WRITTEN TASKS:
1. In the mailing-list post about building a first Tesla coil, why can each of the two 15/25 units put out only about 7500V?
2. Write the next part of the mailing-list post about building a first Tesla coil, picking up right after its final sentence.

-- Start EXTRACT TO READ --

Original poster: "Paul and Tracey Arrowsmith by way of Terry Fritz <twftesla-at-uswest-dot-net>" <p_t_arrowsmith-at-hotmail-dot-com>

There are Aussie coilers out there, Im one, have a look at 
http://www.tcboa.iwarp-dot-com for more info.
Paul A


>From: "Tesla list" <tesla-at-pupman-dot-com>
>To: tesla-at-pupman-dot-com
>Subject: Questions from a newbie in Australia
>Date: Mon, 23 Apr 2001 12:42:41 -0600
>
>Original poster: "Stacy Gillett by way of Terry Fritz 
><twftesla-at-uswest-dot-net>" <sgillett-at-hotmail-dot-com>
>
>Hello all...
>
>I'm a uni student from Geelong (a town near Melbourne in Australia), and 
>I'm
>planning to build my first coil.  I've got most of the parts together, but
>I'd like to ask some questions before I start putting anything together:
>
>1.  Instead of a single NST, I have two 15/25 units.  The problem is that
>they both have one side of their secondaries shorted (in effect, they can
>only put out about 7500V each).  The guy at the sign shop I got them from
>said that I could get 15kV out by tying their centre-taps together and
>taking the HV from each of the good secondaries (the bad sides are not
>connected to anything).  Assuming that I had the primaries wired up in
>parallel and in the correct phase, would this arrangement work?

-- End EXTRACT TO READ --
-- Start RECORDS --

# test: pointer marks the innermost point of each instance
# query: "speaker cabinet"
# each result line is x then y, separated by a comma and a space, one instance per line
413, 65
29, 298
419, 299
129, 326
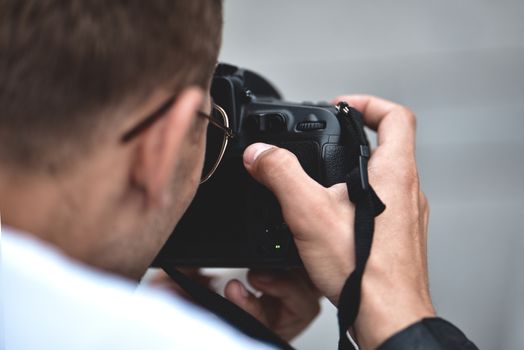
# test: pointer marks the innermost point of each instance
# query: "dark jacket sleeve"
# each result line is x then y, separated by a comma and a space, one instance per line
429, 334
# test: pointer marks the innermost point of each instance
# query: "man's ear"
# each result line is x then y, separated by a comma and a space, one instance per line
160, 145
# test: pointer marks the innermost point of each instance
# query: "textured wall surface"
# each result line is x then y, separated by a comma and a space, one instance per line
460, 66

-- End RECORDS --

EXPECTED OUTPUTS:
1. Each unit can put out only about 7500V because one side of its secondary is shorted.

2.
>
>2.  I'm planning on using a 4" x 20" PVC secondary form wound with #22AWG
>magnet wire.  With this size secondary, what would be best in terms of
>coupling: a flat primary or a saucer primary?  I've heard that for the
>smaller diameter secondaries like mine, a saucer is better, but a lot of
>people seem to recommend the flat primary.
>
>3.  As I can't really afford a Variac at the moment, I was planning on 
>using
>a 100W light globe in series with the mains input so as to lower the NST
>output voltage until I had tuned the primary.  Quick and dirty though it 
>is,
>is there any reason why this wouldn't work?  If it would, is 100W in the
>ballpark for the globe wattage?
>
>4.  At these power levels (~375VA), is there any real benefit in cooling 
>the
>main gap with a muffin fan or similar? (My main gap will be 11 x 3/4" x 3"
>length copper tubes, .028" spacing)
>
>Although these are only fairly minor queries, I'd be grateful if someone
>could clear them up for me.
>
>Thanks,
>Stacy Gillett
>
>P.S.  Are there any coilers from the Melbourne/Geelong region on this list?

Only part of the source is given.